### Instructions for the task:
Render every line of the items below as a numbered list, leaving out any blank lines.

Start Exercise data

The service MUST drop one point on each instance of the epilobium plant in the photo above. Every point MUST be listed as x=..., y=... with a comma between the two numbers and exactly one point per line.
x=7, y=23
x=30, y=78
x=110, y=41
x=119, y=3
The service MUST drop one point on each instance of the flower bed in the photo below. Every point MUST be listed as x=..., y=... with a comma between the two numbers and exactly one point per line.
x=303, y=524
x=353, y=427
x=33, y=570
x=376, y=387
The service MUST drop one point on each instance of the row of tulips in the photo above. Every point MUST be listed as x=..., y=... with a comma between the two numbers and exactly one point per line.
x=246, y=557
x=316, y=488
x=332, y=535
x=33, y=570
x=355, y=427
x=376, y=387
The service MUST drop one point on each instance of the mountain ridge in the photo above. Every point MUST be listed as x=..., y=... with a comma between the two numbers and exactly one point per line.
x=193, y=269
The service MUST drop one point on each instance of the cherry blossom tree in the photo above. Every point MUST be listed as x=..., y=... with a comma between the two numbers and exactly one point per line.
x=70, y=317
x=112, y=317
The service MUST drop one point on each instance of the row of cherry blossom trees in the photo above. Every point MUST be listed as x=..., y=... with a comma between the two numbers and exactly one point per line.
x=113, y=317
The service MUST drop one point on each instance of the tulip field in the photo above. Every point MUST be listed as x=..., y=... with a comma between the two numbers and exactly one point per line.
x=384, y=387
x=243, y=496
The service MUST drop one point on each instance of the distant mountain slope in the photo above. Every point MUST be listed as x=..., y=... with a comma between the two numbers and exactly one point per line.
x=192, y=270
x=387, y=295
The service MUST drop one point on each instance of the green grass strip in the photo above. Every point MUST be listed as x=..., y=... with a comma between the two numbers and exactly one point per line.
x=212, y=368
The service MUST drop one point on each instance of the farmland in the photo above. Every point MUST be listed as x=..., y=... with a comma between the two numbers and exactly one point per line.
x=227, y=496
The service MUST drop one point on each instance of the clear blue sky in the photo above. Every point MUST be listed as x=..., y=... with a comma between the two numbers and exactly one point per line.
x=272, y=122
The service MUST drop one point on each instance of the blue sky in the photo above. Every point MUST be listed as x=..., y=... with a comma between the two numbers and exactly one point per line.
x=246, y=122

End Exercise data

### Answer to the exercise:
1. The service MUST drop one point on each instance of the epilobium plant in the photo above. Every point MUST be listed as x=..., y=... with a comma between the two numbers and exactly one point per line.
2. x=7, y=23
3. x=30, y=78
4. x=110, y=41
5. x=119, y=3
6. The service MUST drop one point on each instance of the flower bed in the photo below. Every point MUST be listed as x=..., y=... with a comma between the two numbers and exactly one point per line.
7. x=303, y=524
8. x=353, y=427
9. x=33, y=570
10. x=376, y=387
11. The service MUST drop one point on each instance of the row of tulips in the photo above. Every point MUST be listed as x=..., y=... with a comma between the two numbers and exactly one point per line.
12. x=246, y=557
13. x=316, y=488
14. x=332, y=535
15. x=33, y=570
16. x=355, y=427
17. x=376, y=387
18. The service MUST drop one point on each instance of the mountain ridge in the photo above. Every point MUST be listed as x=..., y=... with a comma between the two numbers and exactly one point per line.
19. x=193, y=269
20. The service MUST drop one point on each instance of the cherry blossom tree in the photo above. Every point MUST be listed as x=..., y=... with a comma between the two numbers and exactly one point per line.
21. x=70, y=317
22. x=112, y=317
23. The service MUST drop one point on each instance of the row of cherry blossom trees in the photo above. Every point MUST be listed as x=..., y=... with a comma between the two numbers and exactly one point per line.
24. x=113, y=317
25. The service MUST drop one point on each instance of the tulip field in the photo above. Every point MUST be listed as x=..., y=... with a comma between the two numbers and exactly one point per line.
26. x=384, y=387
27. x=243, y=496
28. The service MUST drop one point on each instance of the distant mountain slope in the photo above. Every point MUST be listed as x=..., y=... with a comma between the two numbers and exactly one point per line.
29. x=192, y=270
30. x=387, y=295
31. The service MUST drop one point on each instance of the green grass strip in the photo above. Every point MUST be listed as x=..., y=... with a comma between the two numbers and exactly one point per line.
32. x=212, y=368
33. The service MUST drop one point on each instance of the farmland in the photo above. Every point MUST be listed as x=..., y=... with a comma between the two numbers and exactly one point per line.
34. x=227, y=496
35. The service MUST drop one point on each instance of the clear blue sky in the photo above. Every point MUST be listed as x=..., y=... with a comma between the two numbers and exactly one point per line.
36. x=272, y=122
37. The service MUST drop one point on each instance of the blue sky in the photo above. Every point MUST be listed as x=..., y=... with a comma between the two numbers and exactly one point per line.
38. x=246, y=122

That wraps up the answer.